# Input records
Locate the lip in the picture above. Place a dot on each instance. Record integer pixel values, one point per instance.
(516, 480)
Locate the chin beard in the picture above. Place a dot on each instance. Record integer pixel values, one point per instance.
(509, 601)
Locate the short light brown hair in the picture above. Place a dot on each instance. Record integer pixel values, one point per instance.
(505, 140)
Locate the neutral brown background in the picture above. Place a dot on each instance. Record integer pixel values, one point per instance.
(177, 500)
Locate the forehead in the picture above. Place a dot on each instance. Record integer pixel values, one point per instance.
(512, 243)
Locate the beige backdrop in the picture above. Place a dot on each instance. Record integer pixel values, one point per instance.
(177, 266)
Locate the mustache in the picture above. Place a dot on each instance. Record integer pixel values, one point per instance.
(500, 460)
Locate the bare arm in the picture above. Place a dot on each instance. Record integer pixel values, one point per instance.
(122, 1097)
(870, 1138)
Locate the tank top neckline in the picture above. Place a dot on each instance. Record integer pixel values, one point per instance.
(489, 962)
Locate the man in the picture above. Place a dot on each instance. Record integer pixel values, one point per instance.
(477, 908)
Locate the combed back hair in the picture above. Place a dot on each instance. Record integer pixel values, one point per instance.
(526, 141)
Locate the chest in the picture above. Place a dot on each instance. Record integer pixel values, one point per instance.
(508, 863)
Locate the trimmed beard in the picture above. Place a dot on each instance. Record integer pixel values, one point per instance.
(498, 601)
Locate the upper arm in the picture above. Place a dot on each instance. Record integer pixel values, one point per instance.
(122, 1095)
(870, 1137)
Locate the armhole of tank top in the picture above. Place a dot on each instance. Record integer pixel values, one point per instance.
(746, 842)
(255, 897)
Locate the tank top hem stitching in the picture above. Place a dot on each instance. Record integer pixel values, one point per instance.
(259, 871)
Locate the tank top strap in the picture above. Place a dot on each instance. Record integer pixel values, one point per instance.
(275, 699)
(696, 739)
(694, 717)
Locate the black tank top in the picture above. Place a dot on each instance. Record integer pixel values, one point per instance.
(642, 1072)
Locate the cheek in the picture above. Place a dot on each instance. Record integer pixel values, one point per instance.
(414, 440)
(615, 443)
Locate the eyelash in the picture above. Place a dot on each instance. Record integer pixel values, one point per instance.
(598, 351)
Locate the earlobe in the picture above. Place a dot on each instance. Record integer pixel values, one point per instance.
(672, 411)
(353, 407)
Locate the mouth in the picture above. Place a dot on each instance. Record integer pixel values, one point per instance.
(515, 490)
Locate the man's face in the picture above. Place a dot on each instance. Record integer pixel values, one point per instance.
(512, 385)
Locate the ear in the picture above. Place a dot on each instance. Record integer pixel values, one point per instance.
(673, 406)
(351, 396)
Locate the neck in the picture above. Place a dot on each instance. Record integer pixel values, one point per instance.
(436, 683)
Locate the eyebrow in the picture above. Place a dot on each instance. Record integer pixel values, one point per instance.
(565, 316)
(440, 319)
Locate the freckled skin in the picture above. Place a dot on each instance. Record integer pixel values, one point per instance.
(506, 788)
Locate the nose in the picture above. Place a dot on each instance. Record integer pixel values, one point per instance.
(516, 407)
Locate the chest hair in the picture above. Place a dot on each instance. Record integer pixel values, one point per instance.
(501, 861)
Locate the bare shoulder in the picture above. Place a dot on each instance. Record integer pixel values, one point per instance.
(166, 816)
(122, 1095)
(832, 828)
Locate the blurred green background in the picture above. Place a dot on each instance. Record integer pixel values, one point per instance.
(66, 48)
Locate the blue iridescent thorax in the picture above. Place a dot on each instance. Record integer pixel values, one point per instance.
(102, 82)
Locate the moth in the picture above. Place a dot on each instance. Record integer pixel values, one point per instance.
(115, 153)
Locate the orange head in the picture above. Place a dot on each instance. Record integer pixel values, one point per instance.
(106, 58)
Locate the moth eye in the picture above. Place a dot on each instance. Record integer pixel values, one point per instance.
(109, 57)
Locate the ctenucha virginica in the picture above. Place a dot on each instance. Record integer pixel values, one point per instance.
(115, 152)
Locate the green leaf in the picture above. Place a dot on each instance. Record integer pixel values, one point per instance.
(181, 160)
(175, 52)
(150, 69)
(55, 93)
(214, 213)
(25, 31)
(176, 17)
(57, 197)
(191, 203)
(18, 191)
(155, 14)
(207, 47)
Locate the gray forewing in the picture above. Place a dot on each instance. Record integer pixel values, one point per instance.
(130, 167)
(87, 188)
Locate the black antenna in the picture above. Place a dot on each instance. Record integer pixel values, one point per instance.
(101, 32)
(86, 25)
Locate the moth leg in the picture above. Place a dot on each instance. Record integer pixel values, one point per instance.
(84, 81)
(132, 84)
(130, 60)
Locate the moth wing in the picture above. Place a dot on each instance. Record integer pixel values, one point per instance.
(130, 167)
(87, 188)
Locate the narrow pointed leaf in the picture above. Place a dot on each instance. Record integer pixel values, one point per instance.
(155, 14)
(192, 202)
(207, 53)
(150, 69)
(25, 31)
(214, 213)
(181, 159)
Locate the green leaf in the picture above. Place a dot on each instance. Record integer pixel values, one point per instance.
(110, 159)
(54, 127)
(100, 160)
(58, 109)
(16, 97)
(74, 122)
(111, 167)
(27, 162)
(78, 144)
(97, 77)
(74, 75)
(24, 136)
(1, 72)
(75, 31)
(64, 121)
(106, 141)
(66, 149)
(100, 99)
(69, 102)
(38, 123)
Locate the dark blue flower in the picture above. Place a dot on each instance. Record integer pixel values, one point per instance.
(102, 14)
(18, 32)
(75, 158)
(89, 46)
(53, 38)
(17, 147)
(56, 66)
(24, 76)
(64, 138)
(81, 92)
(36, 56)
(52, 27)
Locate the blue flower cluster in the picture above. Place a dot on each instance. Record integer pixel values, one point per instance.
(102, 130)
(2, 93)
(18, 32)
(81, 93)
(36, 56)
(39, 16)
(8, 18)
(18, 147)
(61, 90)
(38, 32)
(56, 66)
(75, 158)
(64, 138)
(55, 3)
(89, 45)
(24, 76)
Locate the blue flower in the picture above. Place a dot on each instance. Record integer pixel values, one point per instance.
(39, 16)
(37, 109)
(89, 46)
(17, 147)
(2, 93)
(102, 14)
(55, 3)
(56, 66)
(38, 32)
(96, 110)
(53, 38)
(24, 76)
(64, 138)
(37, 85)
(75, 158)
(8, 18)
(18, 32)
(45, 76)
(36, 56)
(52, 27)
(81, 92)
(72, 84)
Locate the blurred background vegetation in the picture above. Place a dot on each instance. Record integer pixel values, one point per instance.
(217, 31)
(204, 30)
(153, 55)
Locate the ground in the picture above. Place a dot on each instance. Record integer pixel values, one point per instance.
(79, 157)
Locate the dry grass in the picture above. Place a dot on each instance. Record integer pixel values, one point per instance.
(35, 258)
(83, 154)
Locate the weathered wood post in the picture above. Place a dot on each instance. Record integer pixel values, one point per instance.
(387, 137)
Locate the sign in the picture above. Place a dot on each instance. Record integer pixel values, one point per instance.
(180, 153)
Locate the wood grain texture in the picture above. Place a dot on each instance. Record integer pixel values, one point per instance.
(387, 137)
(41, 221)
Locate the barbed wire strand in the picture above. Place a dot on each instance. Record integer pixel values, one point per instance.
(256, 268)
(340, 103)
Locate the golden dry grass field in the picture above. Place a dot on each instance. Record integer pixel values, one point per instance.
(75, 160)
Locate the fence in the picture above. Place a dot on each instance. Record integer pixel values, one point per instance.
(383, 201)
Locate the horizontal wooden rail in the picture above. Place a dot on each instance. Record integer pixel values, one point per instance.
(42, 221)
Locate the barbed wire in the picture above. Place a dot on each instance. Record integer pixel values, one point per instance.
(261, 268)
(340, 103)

# Work task
All of the entries must be given again, word for word.

# The completed task
Locate the lip in the picture above. Place a dot on each instance. Record integer pixel values, one point per instance.
(516, 480)
Locate the chin beard in the picture above. Place a dot on each instance. Record integer pixel values, one point per instance.
(509, 601)
Locate the short light brown hair in the picture above. Place a dot on each instance. Record integer pixel values, one point per instance.
(505, 140)
Locate the neutral brown background in the picture above. Place a dot on each instance. Record integer pixel values, one point per instance.
(177, 500)
Locate the forehead in the picture above. Place a dot on each instance. Record integer pixel values, one point per instance.
(512, 243)
Locate the beige backdrop in the picture above. Place a dot on each instance. Record integer pixel values, one point per instance.
(177, 266)
Locate the mustache in the picture above. Place a dot on each instance. Record integer pixel values, one point per instance.
(500, 460)
Locate the bare arm in the picture above. Place a dot on each instance. Record integer pixel values, one point per instance.
(122, 1097)
(870, 1138)
Locate the tank top neckline in the picture above. Place a dot on each instance. Record integer pixel values, one point per instance.
(489, 962)
Locate the man in the picture above. Place a dot on each instance. Record integer pixel values, one point per instance.
(477, 908)
Locate the combed back hair in the picture above. Place a dot on each instance. Record integer pixel values, one point per instance.
(526, 141)
Locate the chest in the picture above. Place a dot on each instance. Record integer pixel values, one point per instance.
(508, 863)
Locate the trimmed beard in the picture above. Place a dot on each instance. Record integer pixel values, one point per instance.
(498, 601)
Locate the upper arm in the picture above. Place a dot on each instance. Record integer pixel values, one point per instance.
(122, 1095)
(870, 1137)
Locate the armhole of tank top in the picture above. Place a dot on each instance. Record integer pixel values, one point per instance.
(746, 842)
(255, 897)
Locate the tank top hem stitching in the picture above. Place a dot on each instance. Record integer pixel values, one point per instance.
(259, 871)
Locate the tank top strap in the picture above. Place a dot on each instance. Record integer pixel values, one point per instance.
(275, 699)
(696, 739)
(694, 717)
Locate the black tank top in the picture above. Place a dot on each instance. Record integer pixel values, one point per instance.
(642, 1072)
Locate the cheek in the picture above. Place a dot on each instance. Record integer pixel values, one point per instance.
(414, 440)
(615, 443)
Locate the eyelash in the picture above. Place a dot on each instance. Record integer pixel values, one point per instance.
(598, 351)
Locate the earlobe in the picture above. Place a dot on each instance. Record integer pixel values, one point per instance.
(672, 411)
(353, 407)
Locate the mouth in the picture above. Place a dot on each instance. Record integer pixel values, one point per instance.
(515, 490)
Locate the man's face in the picture above. Place a dot on each instance. Record integer pixel values, one point per instance.
(512, 385)
Locate the ear in the picture above. Place a dot on each instance. Record integer pixel values, one point per instance.
(673, 406)
(351, 396)
Locate the neck in the picture above. Place a dot on each instance. Record integer pixel values, one point per instance.
(436, 683)
Locate the eyebrow in the picture above. Place a dot on each instance. Record integer pixel values, one point per instance.
(565, 316)
(440, 319)
Locate the freckled skin in the picture above. Place a dot on each instance. Record integer pixel values, one point per instance.
(506, 788)
Locate the nose in the picture above. Place a dot on each instance. Record integer pixel values, one point per instance.
(516, 407)
Locate the chest hair in the picture above. Place a dot on each instance. Record integer pixel values, one point per instance.
(501, 861)
Locate the bare shoulder in the picture above. Place a dot on each instance. Record integer pixel values, one point per instance.
(166, 816)
(122, 1095)
(832, 828)
Locate the blurred green background in the picture above. Place a dot on each instance. Record integer pixel values, one point per instance.
(66, 48)
Locate the blue iridescent thorax in the picture above. Place a dot on each instance. Record integer pixel values, one point per instance.
(102, 82)
Locate the moth in the picture above. Place a dot on each instance. Record integer pixel values, one point per instance.
(115, 153)
Locate the orange head in the picture above. Place a dot on each instance. Record integer pixel values, one point per instance.
(106, 58)
Locate the moth eye in the picture above. Place a dot on each instance. Record integer pixel values, one point per instance.
(109, 57)
Locate the ctenucha virginica in the picture above. Place a dot on each instance. Record integer pixel values, one point per instance.
(115, 152)
Locate the green leaf in the picture above. Place a dot on each instance. Record integer pixel values, one point per instance.
(181, 160)
(175, 52)
(150, 69)
(55, 93)
(214, 213)
(25, 31)
(176, 17)
(57, 197)
(191, 203)
(18, 191)
(155, 14)
(207, 47)
Locate the gray forewing in the picture above. Place a dot on each instance. Record integer pixel values, one point per instance.
(130, 167)
(87, 188)
Locate the black antenna in the picture above. Place a dot on each instance. Record integer pixel values, one point per instance.
(101, 32)
(86, 25)
Locate the moth leg in the picture above. Place a dot on each instance. Record integer pixel values, one point per instance.
(84, 81)
(132, 84)
(130, 60)
Locate the moth wing in the picture above. Place a dot on each instance. Record integer pixel values, one point per instance.
(130, 167)
(87, 188)
Locate the narrow pointed leaf in the picture above. Place a dot on each instance. Record integer pixel values, one point per instance.
(155, 14)
(192, 202)
(207, 53)
(150, 69)
(25, 31)
(214, 213)
(181, 159)
Locate the green leaf in the picture above. Place a dot on each instance. Record integer pixel values, one point per instance.
(110, 159)
(54, 127)
(100, 160)
(58, 109)
(16, 97)
(74, 122)
(111, 167)
(27, 162)
(78, 144)
(97, 77)
(74, 75)
(24, 136)
(1, 72)
(75, 31)
(64, 121)
(106, 141)
(66, 149)
(100, 99)
(69, 102)
(38, 123)
Locate the dark blue flower in the picture above. Place a dot on each instance. Record integer pixel values, one point per instance.
(102, 14)
(18, 32)
(75, 158)
(89, 46)
(53, 38)
(17, 147)
(56, 66)
(24, 76)
(64, 138)
(81, 92)
(36, 56)
(52, 27)
Locate the blue flower cluster in the picture above. Place a dot on each instance. Record integer pixel values, one point per instance.
(102, 130)
(2, 93)
(18, 32)
(81, 93)
(36, 56)
(39, 16)
(8, 18)
(18, 147)
(61, 90)
(38, 32)
(56, 66)
(75, 158)
(64, 138)
(55, 3)
(89, 45)
(24, 76)
Locate the blue flower in the picture above. Place a dot on each instance. Record integer pixel values, one point per instance.
(39, 16)
(37, 109)
(89, 46)
(17, 147)
(2, 93)
(102, 14)
(55, 3)
(56, 66)
(38, 32)
(96, 110)
(53, 38)
(24, 76)
(64, 138)
(37, 85)
(75, 158)
(8, 18)
(18, 32)
(45, 76)
(36, 56)
(52, 27)
(81, 92)
(72, 84)
Locate the blurred background vegetation in the picture above. Place a dot on each instance. Record integer pixel values, one point per instance.
(217, 31)
(204, 30)
(153, 55)
Locate the ground in the picture above. Place a dot on each instance. Record integer pixel values, one point per instance.
(79, 157)
Locate the dry grass in the picture above. Place a dot on each instance. Record integer pixel values, one point per instance.
(35, 258)
(83, 154)
Locate the weathered wood post in the picture above. Place a dot on each instance. Record integer pixel values, one point per instance.
(387, 137)
Locate the sign in the picture above. Place a dot on each instance. Record integer pixel values, one point per instance.
(180, 153)
Locate the wood grain texture in the picture above. Place a dot on each instance. Record integer pixel values, one point per instance.
(387, 137)
(41, 221)
Locate the barbed wire strand in the picture above. Place a dot on each instance. Record integer pixel values, one point per instance.
(256, 268)
(340, 103)
Locate the golden dry grass field in the picture above. Place a dot on each instance. Record integer pixel values, one point per instance.
(75, 160)
Locate the fence in the picture above. Place a dot on each instance. Record integer pixel values, one point per instance.
(383, 201)
Locate the horizontal wooden rail in the picture above. Place a dot on each instance. Record integer pixel values, one point per instance.
(42, 221)
Locate the barbed wire in the picture above. Place a dot on each instance. Record integer pixel values, one point per instance.
(261, 268)
(340, 103)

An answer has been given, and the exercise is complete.